_PASSAGE TO READ:_
Indigenous Peoples’ Day, explained

Supporters of the day say it may help bring attention to some of the ways Indigenous peoples are discriminated against and are disproportionately affected by climate change, gender violence and health issues, as well as to the Indigenous lands affected by mining, drilling and both public and private projects,” the New York Times‘ Melina Delkic reports.

Biden’s pardons for marijuana possession inject issue into midterms final stretch

Biden’s action — the fulfillment of a 2020 campaign promise — comes weeks before voters head to the polls, with some casting early ballots in a matter of days. Midterm elections traditionally are base contests, with the enthusiasm of the party’s core voters crucial to the outcome. The stakes couldn’t be higher this November, with Democrats clinging to razor-thin majorities in the House and Senate that could be reversed based on a handful of seats,” Azi Paybarah reports.

‘Armageddon’ warning reflects Biden’s instincts about Putin

Biden’s comments were reflective of the long-held distrust he has harbored against Putin and his understanding of what Putin is willing to do to carry out his goals, U.S. officials and outside experts said. His skepticism about Putin began long before he became president — and long before Putin became one of the United States’ biggest adversaries,” Yasmeen Abutaleb, Karen DeYoung and Paul Sonne report.

_ASSIGNMENT:_
In the news roundup, who reports on Biden's pardons for marijuana possession?

_INFORMATION GIVEN:_
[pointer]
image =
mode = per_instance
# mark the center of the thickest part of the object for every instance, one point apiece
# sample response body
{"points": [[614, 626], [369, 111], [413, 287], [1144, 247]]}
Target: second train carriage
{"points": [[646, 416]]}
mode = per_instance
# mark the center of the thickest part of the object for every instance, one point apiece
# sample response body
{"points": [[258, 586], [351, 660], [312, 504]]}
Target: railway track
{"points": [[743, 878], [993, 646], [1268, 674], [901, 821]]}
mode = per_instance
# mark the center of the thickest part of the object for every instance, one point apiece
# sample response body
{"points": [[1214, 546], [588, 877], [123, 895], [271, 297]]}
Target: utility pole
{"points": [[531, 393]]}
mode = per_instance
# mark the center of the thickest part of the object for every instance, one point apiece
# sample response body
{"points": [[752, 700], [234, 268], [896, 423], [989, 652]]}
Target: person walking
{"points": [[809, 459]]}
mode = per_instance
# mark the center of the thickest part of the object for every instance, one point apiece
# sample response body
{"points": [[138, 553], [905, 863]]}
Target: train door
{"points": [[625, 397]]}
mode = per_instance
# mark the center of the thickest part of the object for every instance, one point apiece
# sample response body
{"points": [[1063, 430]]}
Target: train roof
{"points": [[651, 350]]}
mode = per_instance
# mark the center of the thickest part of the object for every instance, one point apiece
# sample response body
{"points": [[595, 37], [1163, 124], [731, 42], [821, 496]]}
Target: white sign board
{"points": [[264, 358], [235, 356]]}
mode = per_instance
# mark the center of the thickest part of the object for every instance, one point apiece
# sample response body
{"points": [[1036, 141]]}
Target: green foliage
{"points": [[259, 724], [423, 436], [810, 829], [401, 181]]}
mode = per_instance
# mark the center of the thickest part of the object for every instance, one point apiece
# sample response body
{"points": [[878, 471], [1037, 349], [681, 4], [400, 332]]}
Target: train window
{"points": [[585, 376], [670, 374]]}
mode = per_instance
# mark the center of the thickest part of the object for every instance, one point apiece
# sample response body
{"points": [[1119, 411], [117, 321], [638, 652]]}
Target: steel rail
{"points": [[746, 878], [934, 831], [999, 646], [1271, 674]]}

_ANSWER AREA:_
Azi Paybarah